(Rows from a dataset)
################

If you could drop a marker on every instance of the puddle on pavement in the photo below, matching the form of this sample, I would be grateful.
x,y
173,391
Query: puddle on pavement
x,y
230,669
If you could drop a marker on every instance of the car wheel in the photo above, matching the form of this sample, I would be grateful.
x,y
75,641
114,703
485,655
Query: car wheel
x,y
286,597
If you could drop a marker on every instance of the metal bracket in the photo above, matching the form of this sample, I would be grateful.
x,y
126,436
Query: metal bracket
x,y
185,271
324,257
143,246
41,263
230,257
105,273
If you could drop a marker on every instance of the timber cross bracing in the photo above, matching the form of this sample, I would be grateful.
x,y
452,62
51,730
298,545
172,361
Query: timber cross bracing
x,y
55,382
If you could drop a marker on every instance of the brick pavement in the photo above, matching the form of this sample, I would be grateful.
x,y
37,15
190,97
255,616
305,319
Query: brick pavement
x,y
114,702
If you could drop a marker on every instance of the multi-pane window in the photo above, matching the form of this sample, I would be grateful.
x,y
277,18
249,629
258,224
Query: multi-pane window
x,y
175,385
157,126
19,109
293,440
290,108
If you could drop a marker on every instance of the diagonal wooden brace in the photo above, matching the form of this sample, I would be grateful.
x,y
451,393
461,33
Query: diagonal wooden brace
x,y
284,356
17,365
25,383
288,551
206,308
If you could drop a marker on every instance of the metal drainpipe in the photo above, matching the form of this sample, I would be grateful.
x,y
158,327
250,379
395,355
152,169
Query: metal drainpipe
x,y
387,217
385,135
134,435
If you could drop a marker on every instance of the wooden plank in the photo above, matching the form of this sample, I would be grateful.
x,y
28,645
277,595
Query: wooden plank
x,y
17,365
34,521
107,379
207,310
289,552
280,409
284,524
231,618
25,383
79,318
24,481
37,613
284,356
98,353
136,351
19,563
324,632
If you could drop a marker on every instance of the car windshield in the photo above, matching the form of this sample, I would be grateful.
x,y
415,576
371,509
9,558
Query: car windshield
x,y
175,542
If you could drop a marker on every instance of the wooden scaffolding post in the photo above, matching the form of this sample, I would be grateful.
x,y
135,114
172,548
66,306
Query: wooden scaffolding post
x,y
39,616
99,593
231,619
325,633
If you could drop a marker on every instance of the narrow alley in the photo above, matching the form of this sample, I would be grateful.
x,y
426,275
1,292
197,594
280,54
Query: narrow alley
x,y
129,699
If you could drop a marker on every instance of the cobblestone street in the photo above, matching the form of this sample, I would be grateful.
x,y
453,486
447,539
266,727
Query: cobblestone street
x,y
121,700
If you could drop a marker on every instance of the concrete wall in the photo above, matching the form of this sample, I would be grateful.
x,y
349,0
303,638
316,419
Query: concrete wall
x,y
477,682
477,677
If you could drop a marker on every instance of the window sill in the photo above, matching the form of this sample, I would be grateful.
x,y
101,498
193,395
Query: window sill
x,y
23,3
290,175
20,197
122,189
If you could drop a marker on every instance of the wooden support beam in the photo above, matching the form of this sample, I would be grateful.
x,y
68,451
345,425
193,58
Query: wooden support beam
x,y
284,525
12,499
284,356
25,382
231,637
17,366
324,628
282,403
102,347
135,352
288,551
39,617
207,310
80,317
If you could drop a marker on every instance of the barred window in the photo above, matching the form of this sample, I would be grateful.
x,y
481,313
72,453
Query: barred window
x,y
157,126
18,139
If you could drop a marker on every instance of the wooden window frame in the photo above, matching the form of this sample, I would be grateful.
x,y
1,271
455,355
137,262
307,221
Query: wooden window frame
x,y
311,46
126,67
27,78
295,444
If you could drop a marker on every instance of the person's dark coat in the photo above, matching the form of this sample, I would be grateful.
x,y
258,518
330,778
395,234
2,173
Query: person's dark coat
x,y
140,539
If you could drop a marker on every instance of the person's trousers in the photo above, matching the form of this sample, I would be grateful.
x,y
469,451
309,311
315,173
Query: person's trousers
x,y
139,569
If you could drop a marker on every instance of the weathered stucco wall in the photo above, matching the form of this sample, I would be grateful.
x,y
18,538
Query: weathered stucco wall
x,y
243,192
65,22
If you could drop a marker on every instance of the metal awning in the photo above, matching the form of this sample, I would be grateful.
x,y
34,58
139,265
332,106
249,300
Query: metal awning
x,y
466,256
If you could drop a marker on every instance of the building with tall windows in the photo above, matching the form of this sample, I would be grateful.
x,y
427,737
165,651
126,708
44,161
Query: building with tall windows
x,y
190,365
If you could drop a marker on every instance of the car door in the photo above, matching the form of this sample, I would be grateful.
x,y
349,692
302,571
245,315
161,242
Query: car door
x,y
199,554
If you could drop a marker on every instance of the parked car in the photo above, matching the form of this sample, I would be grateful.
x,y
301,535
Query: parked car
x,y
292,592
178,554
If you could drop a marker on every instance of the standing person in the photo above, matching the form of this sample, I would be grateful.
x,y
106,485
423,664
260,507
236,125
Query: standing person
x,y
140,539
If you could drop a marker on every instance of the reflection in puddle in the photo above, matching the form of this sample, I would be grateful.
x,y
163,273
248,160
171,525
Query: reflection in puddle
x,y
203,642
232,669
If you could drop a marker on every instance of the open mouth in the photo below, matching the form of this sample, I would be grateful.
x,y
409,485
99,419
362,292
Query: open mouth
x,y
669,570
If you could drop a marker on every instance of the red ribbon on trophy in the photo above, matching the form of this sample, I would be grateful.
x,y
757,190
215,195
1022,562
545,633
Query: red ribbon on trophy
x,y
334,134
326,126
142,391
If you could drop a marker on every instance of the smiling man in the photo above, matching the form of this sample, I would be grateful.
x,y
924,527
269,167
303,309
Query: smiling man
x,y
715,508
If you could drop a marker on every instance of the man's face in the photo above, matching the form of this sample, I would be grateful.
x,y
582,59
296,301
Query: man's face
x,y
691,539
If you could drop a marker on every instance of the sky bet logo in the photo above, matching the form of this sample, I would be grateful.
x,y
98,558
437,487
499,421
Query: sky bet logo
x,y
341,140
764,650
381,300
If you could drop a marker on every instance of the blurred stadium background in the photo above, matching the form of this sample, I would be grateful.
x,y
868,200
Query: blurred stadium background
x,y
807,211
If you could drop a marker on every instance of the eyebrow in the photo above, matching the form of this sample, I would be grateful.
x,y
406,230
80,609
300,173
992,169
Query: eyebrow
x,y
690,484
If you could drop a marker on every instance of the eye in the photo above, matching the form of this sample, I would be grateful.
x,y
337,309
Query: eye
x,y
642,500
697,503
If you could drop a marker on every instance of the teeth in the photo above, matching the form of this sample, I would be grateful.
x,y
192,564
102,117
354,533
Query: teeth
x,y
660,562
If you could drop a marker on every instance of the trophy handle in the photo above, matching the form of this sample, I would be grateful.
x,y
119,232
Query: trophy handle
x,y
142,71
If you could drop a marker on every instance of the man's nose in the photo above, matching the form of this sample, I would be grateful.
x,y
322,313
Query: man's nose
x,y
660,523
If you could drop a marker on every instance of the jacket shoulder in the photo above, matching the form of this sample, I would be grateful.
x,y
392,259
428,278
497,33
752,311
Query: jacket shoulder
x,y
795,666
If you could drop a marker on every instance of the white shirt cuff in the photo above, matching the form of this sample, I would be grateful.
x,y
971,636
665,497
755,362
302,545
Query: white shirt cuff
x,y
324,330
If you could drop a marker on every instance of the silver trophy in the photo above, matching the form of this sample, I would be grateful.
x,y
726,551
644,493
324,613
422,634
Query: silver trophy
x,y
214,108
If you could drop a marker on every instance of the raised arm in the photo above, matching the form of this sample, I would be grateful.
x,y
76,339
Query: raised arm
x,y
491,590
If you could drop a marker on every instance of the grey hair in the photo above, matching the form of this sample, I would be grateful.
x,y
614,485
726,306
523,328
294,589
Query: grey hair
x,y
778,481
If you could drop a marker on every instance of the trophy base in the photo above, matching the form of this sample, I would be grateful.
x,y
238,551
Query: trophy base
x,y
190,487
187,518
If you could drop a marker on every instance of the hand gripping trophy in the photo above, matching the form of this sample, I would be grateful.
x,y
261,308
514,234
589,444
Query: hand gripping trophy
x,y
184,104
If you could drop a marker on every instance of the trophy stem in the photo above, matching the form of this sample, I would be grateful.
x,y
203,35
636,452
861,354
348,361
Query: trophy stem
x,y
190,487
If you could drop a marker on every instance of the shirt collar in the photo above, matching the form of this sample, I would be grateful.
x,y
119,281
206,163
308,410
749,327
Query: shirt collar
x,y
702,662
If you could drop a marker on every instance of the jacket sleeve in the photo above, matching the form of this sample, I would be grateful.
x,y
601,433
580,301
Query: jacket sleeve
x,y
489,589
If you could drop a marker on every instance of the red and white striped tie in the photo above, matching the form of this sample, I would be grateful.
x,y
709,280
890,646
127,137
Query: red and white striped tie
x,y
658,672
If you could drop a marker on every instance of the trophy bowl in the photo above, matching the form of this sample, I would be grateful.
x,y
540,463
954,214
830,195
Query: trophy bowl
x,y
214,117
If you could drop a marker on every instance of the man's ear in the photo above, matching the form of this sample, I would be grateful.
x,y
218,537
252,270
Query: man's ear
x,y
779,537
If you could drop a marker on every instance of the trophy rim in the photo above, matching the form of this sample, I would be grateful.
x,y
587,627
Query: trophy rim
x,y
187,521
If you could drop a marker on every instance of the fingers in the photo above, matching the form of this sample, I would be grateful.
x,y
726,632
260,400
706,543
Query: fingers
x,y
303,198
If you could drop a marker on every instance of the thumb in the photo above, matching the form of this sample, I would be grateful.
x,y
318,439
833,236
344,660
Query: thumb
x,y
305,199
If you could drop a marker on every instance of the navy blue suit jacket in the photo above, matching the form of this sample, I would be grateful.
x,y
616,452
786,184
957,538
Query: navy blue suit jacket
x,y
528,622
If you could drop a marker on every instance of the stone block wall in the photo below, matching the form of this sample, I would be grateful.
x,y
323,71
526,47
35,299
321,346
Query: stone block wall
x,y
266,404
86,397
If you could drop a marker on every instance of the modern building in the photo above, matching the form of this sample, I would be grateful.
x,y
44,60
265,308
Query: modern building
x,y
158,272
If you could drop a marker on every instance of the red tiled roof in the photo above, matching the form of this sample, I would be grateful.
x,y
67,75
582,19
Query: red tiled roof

################

= Problem statement =
Quote only the lines from the line containing "of the navy" through the end of the entries, keeping the first and the last.

= Problem solution =
If you could drop a marker on every instance of the navy blue suit jacket in the photo above, matching the form of this sample, I would be grateful.
x,y
616,452
786,184
957,538
Query: navy blue suit jacket
x,y
528,622
If you could drop a marker on every instance of the stone block wall in the photo below, matching the form of this sample, I would be grateful.
x,y
323,71
526,47
35,299
321,346
Query: stone block wall
x,y
266,404
86,397
If you could drop a marker on every instance of the modern building in the photo above, matching the form of this sample, I would be grateful.
x,y
44,60
265,308
Query: modern building
x,y
158,272
If you could drop a marker on every instance of the red tiled roof in the photo above, matching the form of this sample, I would be grateful.
x,y
67,75
582,19
Query: red tiled roof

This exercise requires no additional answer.